I have been experiencing the presence of eye floaters for about a week or two now. Approximately two years ago, I had a mild case of floaters which eventually faded from my awareness. However, recently they have reappeared. The floaters I see appear in various shapes, including thick and thin long ones resembling twigs. I even notice one that slightly resembles a rectangle, as well as around two black dots in my vision. Additionally, when I squint my eyes, I observe some small transparent white dots. Fortunately, I have not experienced flashes or any vision loss, such as tunnel vision.
Considering that it has been two weeks with the floaters persisting, I would like to know if I should consult an ophthalmologist and have my eyes examined.

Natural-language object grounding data

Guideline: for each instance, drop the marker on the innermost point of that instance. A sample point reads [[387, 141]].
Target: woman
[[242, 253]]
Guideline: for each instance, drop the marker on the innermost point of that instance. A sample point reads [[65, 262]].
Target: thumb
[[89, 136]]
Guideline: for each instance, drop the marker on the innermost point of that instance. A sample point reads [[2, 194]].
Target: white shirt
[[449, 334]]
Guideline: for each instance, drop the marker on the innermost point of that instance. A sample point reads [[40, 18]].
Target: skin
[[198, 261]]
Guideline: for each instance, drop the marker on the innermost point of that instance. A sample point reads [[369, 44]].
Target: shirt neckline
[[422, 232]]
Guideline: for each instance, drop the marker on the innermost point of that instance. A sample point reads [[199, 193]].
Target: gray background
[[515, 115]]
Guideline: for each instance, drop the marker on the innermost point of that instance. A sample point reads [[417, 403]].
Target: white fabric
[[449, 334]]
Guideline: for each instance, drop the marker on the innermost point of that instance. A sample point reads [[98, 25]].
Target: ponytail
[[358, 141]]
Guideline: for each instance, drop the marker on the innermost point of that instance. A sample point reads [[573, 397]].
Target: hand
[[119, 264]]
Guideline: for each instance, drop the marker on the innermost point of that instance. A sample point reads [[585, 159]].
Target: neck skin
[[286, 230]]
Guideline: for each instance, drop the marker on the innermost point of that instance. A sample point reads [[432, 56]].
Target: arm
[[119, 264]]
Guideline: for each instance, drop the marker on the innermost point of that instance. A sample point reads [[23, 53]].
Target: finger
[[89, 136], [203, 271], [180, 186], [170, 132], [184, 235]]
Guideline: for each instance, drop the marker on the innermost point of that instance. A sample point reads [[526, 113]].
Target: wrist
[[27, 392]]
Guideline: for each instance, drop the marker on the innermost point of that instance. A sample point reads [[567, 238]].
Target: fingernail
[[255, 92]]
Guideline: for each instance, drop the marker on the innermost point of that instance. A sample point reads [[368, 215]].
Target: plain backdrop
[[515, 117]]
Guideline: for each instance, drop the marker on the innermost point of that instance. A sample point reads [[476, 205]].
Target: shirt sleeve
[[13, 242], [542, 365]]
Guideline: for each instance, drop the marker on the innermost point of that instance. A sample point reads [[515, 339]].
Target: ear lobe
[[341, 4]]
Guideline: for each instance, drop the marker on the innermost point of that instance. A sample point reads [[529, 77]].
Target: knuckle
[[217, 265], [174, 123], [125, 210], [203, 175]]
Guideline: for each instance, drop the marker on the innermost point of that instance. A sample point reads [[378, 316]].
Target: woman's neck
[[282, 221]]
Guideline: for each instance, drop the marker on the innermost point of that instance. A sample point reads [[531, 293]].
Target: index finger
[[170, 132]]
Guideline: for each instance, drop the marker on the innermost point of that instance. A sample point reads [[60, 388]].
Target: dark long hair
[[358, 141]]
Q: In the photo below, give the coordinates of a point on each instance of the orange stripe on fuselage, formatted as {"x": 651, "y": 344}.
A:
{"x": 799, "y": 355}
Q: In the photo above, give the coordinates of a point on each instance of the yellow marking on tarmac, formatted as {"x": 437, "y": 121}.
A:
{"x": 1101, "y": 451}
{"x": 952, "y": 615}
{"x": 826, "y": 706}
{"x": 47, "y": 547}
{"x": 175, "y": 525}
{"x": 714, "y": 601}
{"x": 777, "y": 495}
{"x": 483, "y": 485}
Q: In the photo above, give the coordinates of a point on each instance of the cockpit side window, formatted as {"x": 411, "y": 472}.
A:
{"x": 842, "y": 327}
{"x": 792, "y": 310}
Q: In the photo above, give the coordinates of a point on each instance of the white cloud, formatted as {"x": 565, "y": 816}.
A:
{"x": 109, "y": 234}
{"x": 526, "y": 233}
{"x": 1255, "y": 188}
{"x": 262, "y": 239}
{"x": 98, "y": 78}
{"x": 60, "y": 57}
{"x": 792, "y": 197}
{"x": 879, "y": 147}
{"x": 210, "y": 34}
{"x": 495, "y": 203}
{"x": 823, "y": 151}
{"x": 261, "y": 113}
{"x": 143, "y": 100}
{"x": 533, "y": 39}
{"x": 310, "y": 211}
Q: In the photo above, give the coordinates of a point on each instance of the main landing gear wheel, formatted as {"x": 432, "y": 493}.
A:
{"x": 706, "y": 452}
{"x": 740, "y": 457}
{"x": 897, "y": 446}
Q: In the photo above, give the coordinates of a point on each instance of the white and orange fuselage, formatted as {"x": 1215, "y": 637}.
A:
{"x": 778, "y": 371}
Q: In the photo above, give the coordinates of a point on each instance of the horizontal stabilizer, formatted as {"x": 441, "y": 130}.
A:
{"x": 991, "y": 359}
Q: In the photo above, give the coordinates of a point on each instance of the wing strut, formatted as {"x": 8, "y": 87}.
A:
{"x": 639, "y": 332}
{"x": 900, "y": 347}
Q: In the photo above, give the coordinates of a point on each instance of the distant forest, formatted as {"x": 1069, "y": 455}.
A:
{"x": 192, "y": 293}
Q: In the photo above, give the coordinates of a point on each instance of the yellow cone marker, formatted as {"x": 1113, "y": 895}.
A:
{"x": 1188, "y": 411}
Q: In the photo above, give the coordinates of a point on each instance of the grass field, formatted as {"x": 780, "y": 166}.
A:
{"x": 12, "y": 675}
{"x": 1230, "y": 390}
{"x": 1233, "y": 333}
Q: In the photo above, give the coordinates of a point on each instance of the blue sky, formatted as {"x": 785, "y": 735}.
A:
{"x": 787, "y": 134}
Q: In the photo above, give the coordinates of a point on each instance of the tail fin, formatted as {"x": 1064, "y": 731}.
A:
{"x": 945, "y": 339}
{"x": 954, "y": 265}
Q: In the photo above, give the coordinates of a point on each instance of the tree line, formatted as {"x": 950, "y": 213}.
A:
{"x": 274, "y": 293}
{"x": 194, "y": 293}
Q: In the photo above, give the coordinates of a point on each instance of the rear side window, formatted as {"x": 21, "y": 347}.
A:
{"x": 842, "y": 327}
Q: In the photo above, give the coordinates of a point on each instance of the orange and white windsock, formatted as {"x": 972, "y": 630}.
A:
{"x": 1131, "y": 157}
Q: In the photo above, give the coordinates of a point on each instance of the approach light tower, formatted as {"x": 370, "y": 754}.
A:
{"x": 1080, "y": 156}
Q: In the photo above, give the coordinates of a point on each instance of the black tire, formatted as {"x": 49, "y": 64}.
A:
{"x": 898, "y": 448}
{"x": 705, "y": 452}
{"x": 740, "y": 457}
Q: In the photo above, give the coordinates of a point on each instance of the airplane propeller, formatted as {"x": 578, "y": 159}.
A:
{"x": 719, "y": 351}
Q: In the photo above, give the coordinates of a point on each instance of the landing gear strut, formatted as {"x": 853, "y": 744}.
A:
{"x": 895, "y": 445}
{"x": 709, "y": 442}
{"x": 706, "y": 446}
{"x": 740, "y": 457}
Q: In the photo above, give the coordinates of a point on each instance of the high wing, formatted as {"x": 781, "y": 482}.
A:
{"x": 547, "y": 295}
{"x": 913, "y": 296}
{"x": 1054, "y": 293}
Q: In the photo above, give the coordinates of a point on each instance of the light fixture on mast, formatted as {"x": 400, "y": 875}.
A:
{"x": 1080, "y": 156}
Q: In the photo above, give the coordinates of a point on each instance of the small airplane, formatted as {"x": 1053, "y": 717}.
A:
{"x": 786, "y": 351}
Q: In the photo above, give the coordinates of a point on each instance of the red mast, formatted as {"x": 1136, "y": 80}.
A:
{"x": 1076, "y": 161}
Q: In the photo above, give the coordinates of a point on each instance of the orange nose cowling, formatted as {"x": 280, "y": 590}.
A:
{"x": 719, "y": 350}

* **TO DO**:
• A. Change everything in the eye floaters account from "Considering that it" down to "my eyes examined.", replacing "ophthalmologist" with "eye doctor".
• B. According to the eye floaters account, how long ago did the writer first have a mild case of floaters?
• C. Pick up the eye floaters account where it stops and continue it.

* **ANSWERS FOR THE EXERCISE**:
• A.
Considering that it has been two weeks with the floaters persisting, I would like to know if I should consult an eye doctor and have my eyes examined.

• B. Approximately two years ago.

• C.
In the eye, we can distinguish between two segments: the anterior segment and the posterior segment. The posterior segment contains a gel-like substance called the vitreous. The vitreous is primarily composed of collagen fibers. In some individuals, these collagen fibers can become entangled and float within the vitreous gel. When light enters the eye, these entangled collagen fibers can cast shadows on the retina, resulting in what patients perceive as floaters. It is important to note that floaters are generally harmless. There is currently no specific treatment for floaters; however, it is advised to avoid fixating on them. Floaters are a normal occurrence in many individuals. If there is a sudden increase in the number of floaters or if you have any concerns, it is recommended to consult an ophthalmologist for a thorough examination.